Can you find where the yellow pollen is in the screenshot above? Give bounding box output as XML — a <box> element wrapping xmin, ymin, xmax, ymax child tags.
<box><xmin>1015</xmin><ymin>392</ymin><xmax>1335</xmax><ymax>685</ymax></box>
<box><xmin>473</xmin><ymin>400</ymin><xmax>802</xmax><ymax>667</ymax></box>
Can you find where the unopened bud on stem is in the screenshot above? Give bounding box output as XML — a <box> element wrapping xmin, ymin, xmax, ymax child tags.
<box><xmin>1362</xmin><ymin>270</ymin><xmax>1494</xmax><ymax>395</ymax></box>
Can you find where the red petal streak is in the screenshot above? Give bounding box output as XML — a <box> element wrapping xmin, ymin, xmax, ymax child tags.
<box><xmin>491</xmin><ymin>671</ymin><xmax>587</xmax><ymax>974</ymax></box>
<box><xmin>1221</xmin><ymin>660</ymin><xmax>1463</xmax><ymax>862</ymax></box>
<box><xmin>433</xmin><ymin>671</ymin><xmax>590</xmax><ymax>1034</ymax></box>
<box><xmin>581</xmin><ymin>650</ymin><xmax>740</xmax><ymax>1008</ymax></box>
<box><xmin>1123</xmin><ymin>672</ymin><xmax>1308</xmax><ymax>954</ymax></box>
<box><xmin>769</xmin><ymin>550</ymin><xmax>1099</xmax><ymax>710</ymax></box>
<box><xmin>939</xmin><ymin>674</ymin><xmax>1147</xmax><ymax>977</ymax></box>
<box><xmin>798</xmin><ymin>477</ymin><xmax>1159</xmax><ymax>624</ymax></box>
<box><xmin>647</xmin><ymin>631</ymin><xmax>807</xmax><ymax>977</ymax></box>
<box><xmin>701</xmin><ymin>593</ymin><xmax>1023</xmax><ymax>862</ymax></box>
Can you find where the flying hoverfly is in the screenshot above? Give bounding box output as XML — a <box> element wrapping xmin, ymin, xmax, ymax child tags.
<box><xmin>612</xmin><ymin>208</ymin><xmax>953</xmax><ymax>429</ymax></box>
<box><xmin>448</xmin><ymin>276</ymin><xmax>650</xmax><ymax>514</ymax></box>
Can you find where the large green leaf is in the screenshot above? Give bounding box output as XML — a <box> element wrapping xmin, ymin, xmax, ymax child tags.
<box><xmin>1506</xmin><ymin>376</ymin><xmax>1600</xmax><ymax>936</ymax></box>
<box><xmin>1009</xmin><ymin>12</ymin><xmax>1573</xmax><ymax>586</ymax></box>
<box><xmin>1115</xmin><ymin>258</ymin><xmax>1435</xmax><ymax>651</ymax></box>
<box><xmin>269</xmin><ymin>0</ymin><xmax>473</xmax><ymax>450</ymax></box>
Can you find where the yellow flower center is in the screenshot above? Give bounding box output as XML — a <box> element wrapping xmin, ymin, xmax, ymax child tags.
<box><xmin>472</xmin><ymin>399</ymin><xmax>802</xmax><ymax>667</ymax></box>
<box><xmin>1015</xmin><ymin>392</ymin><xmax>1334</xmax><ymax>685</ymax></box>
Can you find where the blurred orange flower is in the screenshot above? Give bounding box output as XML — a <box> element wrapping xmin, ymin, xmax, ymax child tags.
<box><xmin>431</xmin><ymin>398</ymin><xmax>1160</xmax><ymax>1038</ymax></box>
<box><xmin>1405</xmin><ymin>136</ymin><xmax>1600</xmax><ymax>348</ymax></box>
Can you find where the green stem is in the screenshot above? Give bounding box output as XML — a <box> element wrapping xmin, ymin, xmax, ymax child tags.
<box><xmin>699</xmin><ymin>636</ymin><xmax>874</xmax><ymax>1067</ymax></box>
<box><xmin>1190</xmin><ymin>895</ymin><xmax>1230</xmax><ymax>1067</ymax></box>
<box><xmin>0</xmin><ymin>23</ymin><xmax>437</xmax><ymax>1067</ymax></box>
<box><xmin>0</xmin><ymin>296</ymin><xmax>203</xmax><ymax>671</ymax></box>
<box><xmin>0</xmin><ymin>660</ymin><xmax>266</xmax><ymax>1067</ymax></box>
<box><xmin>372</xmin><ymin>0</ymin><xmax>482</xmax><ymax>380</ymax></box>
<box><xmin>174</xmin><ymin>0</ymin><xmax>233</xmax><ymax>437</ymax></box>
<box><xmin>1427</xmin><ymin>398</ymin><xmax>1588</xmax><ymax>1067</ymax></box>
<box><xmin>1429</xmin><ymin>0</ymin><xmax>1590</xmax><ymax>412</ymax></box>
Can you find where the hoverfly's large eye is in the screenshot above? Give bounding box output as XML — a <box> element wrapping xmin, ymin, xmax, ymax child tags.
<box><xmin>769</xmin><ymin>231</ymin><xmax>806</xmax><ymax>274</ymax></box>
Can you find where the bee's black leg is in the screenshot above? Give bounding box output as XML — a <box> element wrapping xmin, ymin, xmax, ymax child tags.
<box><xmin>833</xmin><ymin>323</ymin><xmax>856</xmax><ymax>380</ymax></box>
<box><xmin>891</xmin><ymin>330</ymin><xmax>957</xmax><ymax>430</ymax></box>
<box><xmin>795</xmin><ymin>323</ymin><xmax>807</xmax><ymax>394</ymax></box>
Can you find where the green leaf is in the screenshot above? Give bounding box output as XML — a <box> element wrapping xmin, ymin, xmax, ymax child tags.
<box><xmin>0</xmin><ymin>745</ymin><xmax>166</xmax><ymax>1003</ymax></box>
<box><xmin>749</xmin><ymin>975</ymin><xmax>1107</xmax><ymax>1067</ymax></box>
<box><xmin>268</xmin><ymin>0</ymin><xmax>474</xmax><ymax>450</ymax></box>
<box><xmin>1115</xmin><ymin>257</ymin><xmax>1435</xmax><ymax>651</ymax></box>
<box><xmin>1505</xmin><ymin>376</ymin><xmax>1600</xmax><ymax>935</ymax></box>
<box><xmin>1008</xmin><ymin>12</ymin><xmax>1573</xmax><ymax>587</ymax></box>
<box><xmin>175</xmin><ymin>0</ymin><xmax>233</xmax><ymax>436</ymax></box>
▬▬▬▬▬▬▬▬▬▬
What to do: Everything from the line with "Can you find where the bee's" through the final line of the entries above must be duplicated exactly; both ends belong, and no other line does.

Output for this exercise:
Can you find where the bee's black leg is in the screenshot above? Give bounding box output as XML — a <box> element wrapping xmin, ymin, xmax, ymax child tags.
<box><xmin>833</xmin><ymin>323</ymin><xmax>856</xmax><ymax>380</ymax></box>
<box><xmin>891</xmin><ymin>330</ymin><xmax>957</xmax><ymax>430</ymax></box>
<box><xmin>795</xmin><ymin>323</ymin><xmax>807</xmax><ymax>394</ymax></box>
Can you find where the green leaf is in the screenshot above? Give bounding box output as XML — a <box> element wrapping xmin, ymin, xmax, ymax child tags.
<box><xmin>0</xmin><ymin>745</ymin><xmax>166</xmax><ymax>1003</ymax></box>
<box><xmin>749</xmin><ymin>975</ymin><xmax>1107</xmax><ymax>1067</ymax></box>
<box><xmin>268</xmin><ymin>0</ymin><xmax>474</xmax><ymax>450</ymax></box>
<box><xmin>1115</xmin><ymin>257</ymin><xmax>1435</xmax><ymax>651</ymax></box>
<box><xmin>1505</xmin><ymin>376</ymin><xmax>1600</xmax><ymax>935</ymax></box>
<box><xmin>1008</xmin><ymin>12</ymin><xmax>1573</xmax><ymax>587</ymax></box>
<box><xmin>175</xmin><ymin>0</ymin><xmax>233</xmax><ymax>436</ymax></box>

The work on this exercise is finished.